_TEXTE D'ÉTUDE_

┄┄┄┄┄┄┄┄┄┄

Alors que son attachement religieux réformé, si l’on se réfère aux livres qu’il possède, ne peut guère être remis en cause. Il a en effet acheté en 1680 la Discipline des Eglises réformées de France et en 1682 le catéchisme de M. Drelincourt et celui de Dumoulin. L’attitude des notables semble donc, une fois de plus, un facteur essentiel de l’étanchéité de la frontière confessionnelle.

L’association entre catastrophe et punition divine n’est pas isolée. Lors du synode d’Annonay de 1670, la compagnie ordonne un jeûne car :

« Dieu nous frappe de ses verges par des inondations extraordinaires… par la rébellion de séditieux qui ont causé des misères extrêmes (révolte du Roure)… ce sont nos péchés qui ont attiré ces châtiments » 384

Ou encore en 1664, Etienne Durand, notable de Pranles, associe l’expulsion des protestants de Privas par les autorités catholiques avec le passage d’une comète l’année précédente. Ce sentiment, déjà rencontré chez les réformés, que leurs fautes sont responsables des catastrophes naturelles s’intensifiera encore après la Révocation. Les abjurations seront considérées comme une faute impardonnable, d’où la conviction de déréliction qui amènera à de semblables interprétations des manifestations naturelles. De telles déclarations sont à mettre en parallèle avec les écrits de Chomel le béat, converti au catholicisme à l’âge de 15 ans. En 1721, il note à propos d’observations météorologiques :

« Le soleil s'est montré au-moins depuis midi pâle sans rayons, de sorte qu'on le regardait presqu'aussi fixement comme on faisait de la lune, et sur son coucher s'est montré tout rouge, Dieu détourne ses fléaux de nos têtes criminelles». 385

Au XVIIe siècle, un médecin annonéen, François Chomel (1607-1682), présente les mêmes réflexes face à l’épidémie de peste. Dans son ouvrage manuscrit De theoria et therapia affectorum internorum et externorum corporis humani de 1664, il affirme que la peste a trois causes : une cause théologique : la colère de Dieu, une cause astronomique : le mauvais air engendré par la conjonction maligne des astres, enfin une cause sublunaire, les émanations des cadavres et des fosses d'aisance. 386 Mais il montre également une démarche rationnelle en pratiquant des autopsies à des fins judiciaires. Cette conviction que toutes les catastrophes naturelles sont des punitions de Dieu est-elle propre à Chomel ? Le manque de témoignages rend la réponse difficile. Mais l’impression est une forte imprégnation de l’ensemble de la société par ce comportement. Le monde divin et le monde réel s’interpénètrent. La frontière entre les deux est floue. Au XVIIIe siècle, ce genre d’attitude se rencontre de moins en moins chez les notables mais persiste dans le reste de la société. L’exemple de Jacques Delarbre le confirme. Le livre de raison de Jacques Delarbre, ménager protestant à proximité de la vallée de l’Eyrieux, à Gluiras, montre une persistance en 1742 de l’interprétation des signes météorologiques :

« Des lueurs dans le ciel, des bruits de tambours, je ne sais ce que cela signifiera, Dieu nous fasse la grâce d’entendre de bonnes nouvelles ». 387

Notes
379.

┄┄┄┄┄┄┄┄┄┄

_DONNÉES FOURNIES_
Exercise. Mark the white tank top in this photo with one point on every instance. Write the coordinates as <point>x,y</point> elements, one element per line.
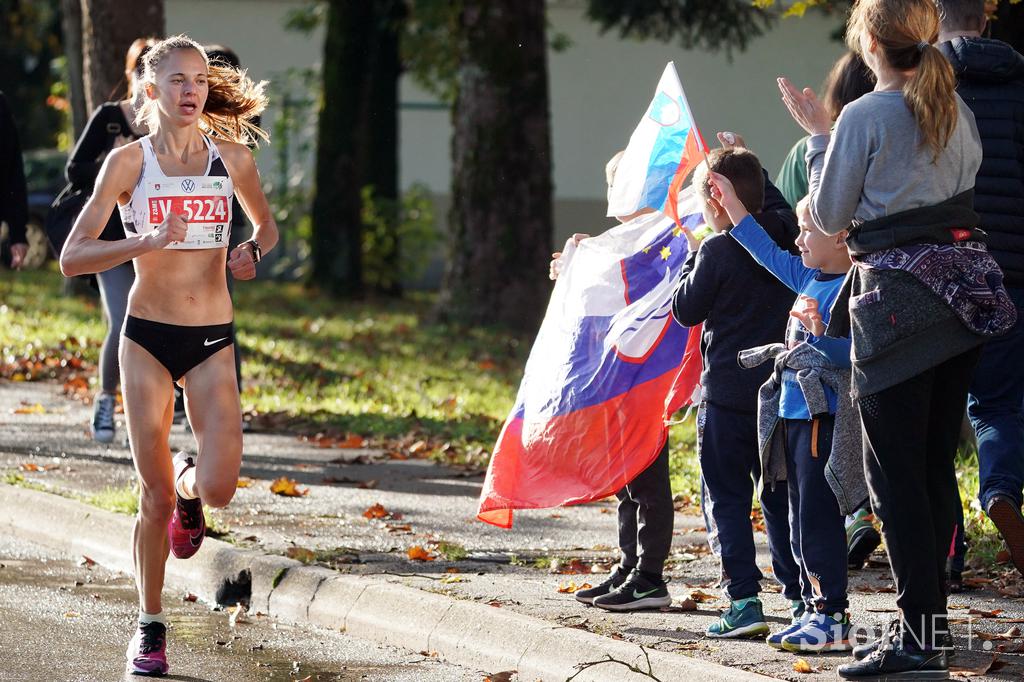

┄┄┄┄┄┄┄┄┄┄

_EXERCICE 1_
Recopiez le texte sur la punition divine de « Alors que son » à « la frontière confessionnelle. », en substituant « psautier » à « catéchisme ».
_EXERCICE 2_
Poursuivez la rédaction du texte sur la punition divine au-delà de sa dernière phrase.

_CADRE DE RÉPONSE 1_
Alors que son attachement religieux réformé, si l’on se réfère aux livres qu’il possède, ne peut guère être remis en cause. Il a en effet acheté en 1680 la Discipline des Eglises réformées de France et en 1682 le psautier de M. Drelincourt et celui de Dumoulin. L’attitude des notables semble donc, une fois de plus, un facteur essentiel de l’étanchéité de la frontière confessionnelle.

_CADRE DE RÉPONSE 2_
Le Goff et R. Rémond (sous la dir. De),  Histoire de la France religieuse, tome II, Du Christianisme flamboyant à l’aube des Lumières – XIV e –XVIII e siècles, Paris, Seuil, 1991.

380.

Furetière, Essai d’un dictionnaire universel, Paris, 1690.

381.

Voir les graphiques n° 5-10-11-12 et 13.

382.

ADA 1 J 255. Laurent, Livre de raison, ouvrage cité, p. 17.

383.

ADA 1 J 255. Laurent, Livre de raison, ouvrage cité, p. 19.

384.

AN TT 232, synode d’Annonay, 1670.

385.

Chomel le béat, ouvrage cité, p 363.

386.

Cité par D. Dupraz, Un manuscrit médical du XVII e …, ouvrage cité, p.46.

387.

Maurice Boulle, « Le livre de raison de Jacques Delarbre, protestant de la vallée de l’Eyrieux entre 1739 et 1750 », dans Religion et Société en Ardèche et dans l’ancien pays du Vivarais, actes du 2 e colloque de Mémoires d’Ardèche – Temps Présent, Privas, mai 1985, p. 20.